*Text provided*:
A magical and historic cobbled lane that is filled with lanterns, bunting, colourful shops, vibrant bistros, and mysterious alleyways!
It has a history since the Saxon era and today is a little gem that can be found hidden down an alleyway from the bustling Exeter High Street.
It’s also become famous with Potterheads over the years as it’s thought that J. K. Rowling was inspired by her visit here and used it in her Wizarding World. Many Exonians believe there is a Gandy Street Diagon Alley connection. But, how much of that is true?
Here is a complete guide for Gandy Street Exeter with the history, how to find it, things to do, and all you need to know about the Gandy Street Harry Potter connection.
Looking for all the Harry Potter locations in Exeter? Click here to read my magical self-guided walking tour here!
Gandy Street History
You may be surprised to know that this shopping street dates back to the Saxon era around the time of King Alfred the Great! Even now, it still retains a medieval charm.
It has had many names over the years including Correstrete in 1265, which is thought to have originated from the Olde English term of currying or curing of leather in workshops found here.

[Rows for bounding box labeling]
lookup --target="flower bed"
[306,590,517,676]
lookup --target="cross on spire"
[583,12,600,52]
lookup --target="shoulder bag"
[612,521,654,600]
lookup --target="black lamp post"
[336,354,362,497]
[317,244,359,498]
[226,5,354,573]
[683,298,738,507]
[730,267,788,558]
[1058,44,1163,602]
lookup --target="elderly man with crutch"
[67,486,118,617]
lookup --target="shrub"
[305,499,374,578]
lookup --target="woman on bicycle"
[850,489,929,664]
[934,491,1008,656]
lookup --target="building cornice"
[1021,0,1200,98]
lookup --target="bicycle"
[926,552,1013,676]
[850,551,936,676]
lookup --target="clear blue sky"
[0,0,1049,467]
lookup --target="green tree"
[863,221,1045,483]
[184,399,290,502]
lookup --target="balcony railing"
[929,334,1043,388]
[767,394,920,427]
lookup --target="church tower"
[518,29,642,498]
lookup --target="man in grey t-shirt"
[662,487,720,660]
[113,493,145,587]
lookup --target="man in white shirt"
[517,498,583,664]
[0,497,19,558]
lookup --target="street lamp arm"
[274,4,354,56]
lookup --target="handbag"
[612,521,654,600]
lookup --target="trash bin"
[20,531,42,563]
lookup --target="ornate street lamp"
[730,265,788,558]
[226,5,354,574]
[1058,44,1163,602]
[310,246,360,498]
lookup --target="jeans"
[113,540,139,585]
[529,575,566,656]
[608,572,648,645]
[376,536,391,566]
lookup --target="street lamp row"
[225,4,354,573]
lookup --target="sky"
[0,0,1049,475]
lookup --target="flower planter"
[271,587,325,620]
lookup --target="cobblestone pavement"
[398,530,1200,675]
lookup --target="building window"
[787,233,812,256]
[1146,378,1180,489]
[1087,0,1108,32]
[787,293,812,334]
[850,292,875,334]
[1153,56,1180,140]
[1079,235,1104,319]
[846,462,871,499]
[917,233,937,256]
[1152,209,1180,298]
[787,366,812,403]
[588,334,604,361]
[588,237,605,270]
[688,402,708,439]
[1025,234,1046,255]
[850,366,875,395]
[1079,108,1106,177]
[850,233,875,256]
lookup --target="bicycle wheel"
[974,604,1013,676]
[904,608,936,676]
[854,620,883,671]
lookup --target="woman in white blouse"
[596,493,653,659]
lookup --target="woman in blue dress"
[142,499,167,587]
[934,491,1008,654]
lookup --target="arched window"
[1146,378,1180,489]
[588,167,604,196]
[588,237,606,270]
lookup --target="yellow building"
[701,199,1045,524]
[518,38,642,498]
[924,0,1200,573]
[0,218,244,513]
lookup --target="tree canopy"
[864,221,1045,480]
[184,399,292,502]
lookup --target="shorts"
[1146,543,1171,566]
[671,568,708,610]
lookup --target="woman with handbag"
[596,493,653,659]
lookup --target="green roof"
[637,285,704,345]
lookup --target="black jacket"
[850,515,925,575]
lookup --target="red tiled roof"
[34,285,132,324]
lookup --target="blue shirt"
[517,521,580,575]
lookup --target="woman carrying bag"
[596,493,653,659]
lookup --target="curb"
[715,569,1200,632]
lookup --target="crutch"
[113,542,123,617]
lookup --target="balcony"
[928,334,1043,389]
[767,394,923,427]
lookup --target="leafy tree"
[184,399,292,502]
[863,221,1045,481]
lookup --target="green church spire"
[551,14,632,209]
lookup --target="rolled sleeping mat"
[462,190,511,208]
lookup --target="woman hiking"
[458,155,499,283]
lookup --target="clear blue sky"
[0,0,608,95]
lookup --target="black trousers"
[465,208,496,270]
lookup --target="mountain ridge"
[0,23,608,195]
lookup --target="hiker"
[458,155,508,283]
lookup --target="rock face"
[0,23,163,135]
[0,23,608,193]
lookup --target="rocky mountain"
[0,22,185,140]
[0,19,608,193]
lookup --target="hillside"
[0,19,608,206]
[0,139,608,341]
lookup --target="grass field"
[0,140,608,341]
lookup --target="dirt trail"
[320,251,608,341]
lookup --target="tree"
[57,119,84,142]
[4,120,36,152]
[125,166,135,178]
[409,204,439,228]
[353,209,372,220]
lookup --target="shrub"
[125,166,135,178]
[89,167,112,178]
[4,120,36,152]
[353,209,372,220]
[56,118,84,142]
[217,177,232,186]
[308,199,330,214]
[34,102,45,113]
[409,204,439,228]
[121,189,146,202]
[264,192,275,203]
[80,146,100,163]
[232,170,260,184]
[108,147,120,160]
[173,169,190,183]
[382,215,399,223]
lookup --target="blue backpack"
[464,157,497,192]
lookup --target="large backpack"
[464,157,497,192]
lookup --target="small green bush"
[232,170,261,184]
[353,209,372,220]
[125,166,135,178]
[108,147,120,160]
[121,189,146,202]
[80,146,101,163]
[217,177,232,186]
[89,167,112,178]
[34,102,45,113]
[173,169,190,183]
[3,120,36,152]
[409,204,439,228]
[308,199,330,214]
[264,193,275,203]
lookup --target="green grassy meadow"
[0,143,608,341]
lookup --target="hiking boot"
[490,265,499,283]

*Given task A*:
Write out the Gandy Street text starting at "It’s also become" and ending at "that is true?", switching "Potterheads" to "Harry Potter fans".
*Given task B*:
Reproduce the rows word for word, starting at the first row and ending with the line that contains "[0,497,19,558]".
The Gandy Street text and the rows come from separate sources.

*Full response A*:
It’s also become famous with Harry Potter fans over the years as it’s thought that J. K. Rowling was inspired by her visit here and used it in her Wizarding World. Many Exonians believe there is a Gandy Street Diagon Alley connection. But, how much of that is true?

*Full response B*:
lookup --target="flower bed"
[306,590,517,676]
lookup --target="cross on spire"
[583,12,600,52]
lookup --target="shoulder bag"
[612,521,654,600]
lookup --target="black lamp post"
[336,354,362,497]
[317,244,359,498]
[226,5,354,573]
[683,298,738,507]
[730,267,788,558]
[1058,44,1163,602]
lookup --target="elderly man with crutch"
[67,486,118,617]
lookup --target="shrub"
[305,499,374,578]
lookup --target="woman on bicycle"
[850,489,929,664]
[934,491,1008,656]
lookup --target="building cornice"
[1021,0,1200,98]
lookup --target="bicycle"
[926,552,1013,676]
[850,551,936,676]
lookup --target="clear blue sky"
[0,0,1049,467]
lookup --target="green tree"
[863,221,1045,483]
[184,399,290,502]
lookup --target="balcony railing"
[929,334,1043,388]
[767,394,920,427]
lookup --target="church tower"
[518,29,642,498]
lookup --target="man in grey t-shirt"
[662,487,720,660]
[113,493,145,587]
lookup --target="man in white shirt"
[517,498,583,664]
[0,497,19,558]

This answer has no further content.